### O que fazer
Como você resumiria em duas frases o texto sobre a plataforma Dislexia Brasil?

### Texto fornecido
::::::::
Tendo como uma de suas estratégias a promoção de uma educação de qualidade para todos, a Dyslexia International (ONG sem fins lucrativos, registrada na Bélgica, com relações operacionais com a Unesco), apoiada pelo Ministério de Educação Superior belga, reuniu importantes pesquisadores de todo o mundo e os últimos achados científicos para criar uma plataforma online para a capacitação de professores alfabetizadores de crianças, com foco naquelas com dislexia.

As versões em francês e inglês dessa plataforma foram apresentadas no I Fórum Mundial de Dislexia, realizado na sede da Unesco, em Paris, em 2010. No Brasil, a versão inglesa foi adaptada, sob minha ­coordenação, para o nosso contexto sociolinguístico e passou a se chamar Dislexia Brasil. Em apenas um ano de disponibilização, sem qualquer custo, como recurso aberto de educação, o site (www.dislexiabrasil.com.br) já tem mais de 32 mil usuários, o que evidencia a forte aceitação do tema em nosso país.
::::::::
### Dados fornecidos
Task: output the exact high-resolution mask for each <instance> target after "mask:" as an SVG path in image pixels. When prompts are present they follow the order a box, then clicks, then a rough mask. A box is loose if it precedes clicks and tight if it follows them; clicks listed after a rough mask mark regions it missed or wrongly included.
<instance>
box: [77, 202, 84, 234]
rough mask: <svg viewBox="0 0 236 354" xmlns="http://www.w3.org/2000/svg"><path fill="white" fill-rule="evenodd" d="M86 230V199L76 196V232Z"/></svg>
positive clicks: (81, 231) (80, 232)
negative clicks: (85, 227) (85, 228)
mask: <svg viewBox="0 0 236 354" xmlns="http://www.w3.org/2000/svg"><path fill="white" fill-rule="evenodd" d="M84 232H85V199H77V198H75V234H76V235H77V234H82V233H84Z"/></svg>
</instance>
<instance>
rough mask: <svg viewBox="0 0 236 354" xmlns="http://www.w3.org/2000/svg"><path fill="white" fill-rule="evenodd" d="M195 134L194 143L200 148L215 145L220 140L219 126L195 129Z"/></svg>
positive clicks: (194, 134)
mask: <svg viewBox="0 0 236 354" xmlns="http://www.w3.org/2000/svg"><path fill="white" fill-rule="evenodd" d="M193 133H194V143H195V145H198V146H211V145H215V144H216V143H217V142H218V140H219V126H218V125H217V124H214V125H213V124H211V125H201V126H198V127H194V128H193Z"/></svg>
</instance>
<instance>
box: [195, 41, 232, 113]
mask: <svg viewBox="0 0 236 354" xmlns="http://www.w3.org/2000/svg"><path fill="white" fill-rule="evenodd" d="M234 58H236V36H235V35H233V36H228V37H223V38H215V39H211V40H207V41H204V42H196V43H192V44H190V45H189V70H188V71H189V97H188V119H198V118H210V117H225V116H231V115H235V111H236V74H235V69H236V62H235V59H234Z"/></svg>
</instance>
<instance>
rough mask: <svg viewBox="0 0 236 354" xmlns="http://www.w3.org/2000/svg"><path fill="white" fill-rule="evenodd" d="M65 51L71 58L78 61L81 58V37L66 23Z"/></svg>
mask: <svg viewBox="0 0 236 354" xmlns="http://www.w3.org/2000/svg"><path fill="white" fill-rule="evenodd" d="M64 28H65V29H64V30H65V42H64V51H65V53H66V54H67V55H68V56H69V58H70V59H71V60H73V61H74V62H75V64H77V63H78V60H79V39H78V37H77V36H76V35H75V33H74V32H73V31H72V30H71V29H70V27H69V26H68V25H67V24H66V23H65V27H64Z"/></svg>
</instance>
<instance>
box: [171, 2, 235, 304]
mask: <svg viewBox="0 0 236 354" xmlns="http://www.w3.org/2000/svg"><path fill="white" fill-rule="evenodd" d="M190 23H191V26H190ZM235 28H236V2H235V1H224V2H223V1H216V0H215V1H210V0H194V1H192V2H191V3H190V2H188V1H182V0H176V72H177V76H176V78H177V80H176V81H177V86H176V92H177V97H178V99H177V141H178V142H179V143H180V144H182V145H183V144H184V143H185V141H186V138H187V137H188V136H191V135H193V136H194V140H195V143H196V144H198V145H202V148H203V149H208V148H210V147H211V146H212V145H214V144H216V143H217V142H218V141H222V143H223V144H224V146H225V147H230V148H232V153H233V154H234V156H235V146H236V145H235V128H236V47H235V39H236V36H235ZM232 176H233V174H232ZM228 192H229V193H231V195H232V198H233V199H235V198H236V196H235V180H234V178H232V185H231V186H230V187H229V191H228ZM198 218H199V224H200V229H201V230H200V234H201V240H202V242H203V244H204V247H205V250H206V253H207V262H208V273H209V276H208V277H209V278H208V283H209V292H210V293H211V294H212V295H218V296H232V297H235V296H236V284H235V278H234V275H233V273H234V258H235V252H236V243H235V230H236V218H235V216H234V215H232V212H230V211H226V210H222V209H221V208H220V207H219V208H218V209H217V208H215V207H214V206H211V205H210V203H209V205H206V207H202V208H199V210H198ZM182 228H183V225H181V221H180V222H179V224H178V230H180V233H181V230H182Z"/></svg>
::::::::
### Solução escrita
A Dyslexia International, ONG belga sem fins lucrativos apoiada pelo Ministério de Educação Superior belga, reuniu pesquisadores de todo o mundo e achados científicos recentes para criar uma plataforma online de capacitação de professores alfabetizadores, com foco em crianças com dislexia. Apresentada em francês e inglês no I Fórum Mundial de Dislexia, em Paris, em 2010, a plataforma teve sua versão inglesa adaptada ao contexto brasileiro como Dislexia Brasil, um site gratuito que em apenas um ano já soma mais de 32 mil usuários.